**Problem statement**:
Set down all of the data exactly as it appears.

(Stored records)
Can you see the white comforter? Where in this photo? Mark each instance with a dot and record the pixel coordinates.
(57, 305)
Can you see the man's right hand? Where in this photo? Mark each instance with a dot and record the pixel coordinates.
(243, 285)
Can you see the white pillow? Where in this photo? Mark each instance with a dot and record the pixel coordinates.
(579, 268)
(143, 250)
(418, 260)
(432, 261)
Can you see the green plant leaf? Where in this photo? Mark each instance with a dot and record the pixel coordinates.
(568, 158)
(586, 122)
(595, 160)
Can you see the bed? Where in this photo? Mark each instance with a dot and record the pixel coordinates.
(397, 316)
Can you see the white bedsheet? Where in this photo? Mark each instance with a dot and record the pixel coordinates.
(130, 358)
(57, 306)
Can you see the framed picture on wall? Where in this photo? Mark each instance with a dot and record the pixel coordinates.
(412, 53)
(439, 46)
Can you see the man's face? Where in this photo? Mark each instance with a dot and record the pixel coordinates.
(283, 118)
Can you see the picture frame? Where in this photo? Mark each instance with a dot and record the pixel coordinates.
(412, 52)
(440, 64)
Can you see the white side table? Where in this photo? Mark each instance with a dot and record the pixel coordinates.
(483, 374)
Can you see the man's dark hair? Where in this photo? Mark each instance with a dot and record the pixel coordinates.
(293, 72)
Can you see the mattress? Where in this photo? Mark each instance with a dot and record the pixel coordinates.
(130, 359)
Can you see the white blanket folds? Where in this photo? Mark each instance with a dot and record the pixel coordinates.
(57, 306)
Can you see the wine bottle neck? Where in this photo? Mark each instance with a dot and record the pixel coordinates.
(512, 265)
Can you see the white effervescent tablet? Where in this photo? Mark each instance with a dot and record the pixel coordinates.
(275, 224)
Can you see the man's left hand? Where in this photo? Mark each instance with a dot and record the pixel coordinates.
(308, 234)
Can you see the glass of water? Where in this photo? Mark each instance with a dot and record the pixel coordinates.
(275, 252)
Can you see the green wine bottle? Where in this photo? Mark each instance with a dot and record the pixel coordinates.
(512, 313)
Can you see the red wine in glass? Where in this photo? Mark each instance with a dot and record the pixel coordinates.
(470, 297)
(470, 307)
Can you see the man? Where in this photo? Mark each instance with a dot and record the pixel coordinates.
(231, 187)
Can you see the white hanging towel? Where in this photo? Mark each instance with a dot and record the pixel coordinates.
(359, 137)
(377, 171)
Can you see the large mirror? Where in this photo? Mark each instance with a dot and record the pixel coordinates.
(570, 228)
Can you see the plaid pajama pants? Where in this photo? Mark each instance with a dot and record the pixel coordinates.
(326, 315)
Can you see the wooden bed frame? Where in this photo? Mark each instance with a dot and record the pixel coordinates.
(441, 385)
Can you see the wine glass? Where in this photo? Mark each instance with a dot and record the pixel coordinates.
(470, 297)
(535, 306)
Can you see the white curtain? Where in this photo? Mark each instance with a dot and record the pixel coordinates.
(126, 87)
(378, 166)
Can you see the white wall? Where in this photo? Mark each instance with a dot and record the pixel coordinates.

**Exercise answer**:
Can you see the white comforter? Where in this photo? Mark each instance with a dot and record the pixel coordinates.
(57, 305)
Can you see the man's right hand? Where in this photo? Mark each instance with a dot and record the pixel coordinates.
(243, 285)
Can you see the white pillow? Where in this photo? Mark each instance with a dot and record the pixel coordinates.
(579, 268)
(143, 250)
(418, 260)
(432, 261)
Can you see the green plant leaf? Where in this photo? Mark each instance with a dot and record the pixel coordinates.
(568, 158)
(586, 122)
(595, 160)
Can you see the bed? Where in this photo? Mark each instance with a dot and record the pixel coordinates.
(397, 316)
Can you see the white bedsheet? Where in this photo? Mark each instance with a dot and record the pixel coordinates.
(130, 358)
(57, 306)
Can you see the framed picture on wall? Where in this photo? Mark each instance with a dot and record the pixel coordinates.
(412, 53)
(439, 46)
Can you see the man's face? Where in this photo? Mark each instance with a dot and record the pixel coordinates.
(283, 118)
Can you see the picture frame? Where in this photo? Mark each instance with a dot and record the pixel coordinates.
(412, 52)
(440, 64)
Can you see the white side table? Where in this photo? Mark each instance with a dot and record the pixel coordinates.
(483, 374)
Can you see the man's dark hair? Where in this photo? Mark each instance with a dot and record the pixel coordinates.
(293, 72)
Can you see the mattress? Where in this photo? Mark each instance with a dot and record the pixel coordinates.
(130, 359)
Can you see the white blanket folds? Where in this photo? Mark each instance with a dot and record the pixel coordinates.
(57, 306)
Can you see the wine bottle neck? Where in this photo? Mark each instance with a dot and record the pixel coordinates.
(512, 265)
Can you see the white effervescent tablet? Where in this photo? Mark each instance with a dot and record the pixel coordinates.
(275, 224)
Can you see the man's left hand? Where in this photo? Mark each instance with a dot and record the pixel coordinates.
(308, 234)
Can you see the glass of water? Where in this photo? Mark each instance with a dot and record the pixel coordinates.
(275, 252)
Can you see the green wine bottle? Where in this photo? Mark each instance with a dot and record the pixel coordinates.
(512, 313)
Can you see the red wine in glass? Where in this photo? Mark each instance with a dot and record the pixel coordinates.
(470, 297)
(470, 307)
Can you see the man? Where in this photo? Mark each instance with a dot and record the pixel coordinates.
(231, 187)
Can you see the white hanging towel? Where in this photo? Mark each instance with a dot and record the pixel coordinates.
(359, 137)
(377, 171)
Can you see the large mirror? Where in this photo? Mark each instance with a dot and record the pixel coordinates.
(570, 228)
Can you see the plaid pajama pants? Where in this photo? Mark each instance with a dot and record the pixel coordinates.
(326, 315)
Can you see the wooden bed frame? Where in this photo? Mark each instance with a dot and record the pixel coordinates.
(441, 385)
Can you see the wine glass? Where in this photo? Mark each instance with a dot and record the pixel coordinates.
(470, 297)
(535, 306)
Can you see the white curtain? Where in this photo? Mark each instance with a dot and record the pixel coordinates.
(126, 87)
(378, 166)
Can you see the white wall? Where in this photo? Mark each instance with a dot and record the pixel coordinates.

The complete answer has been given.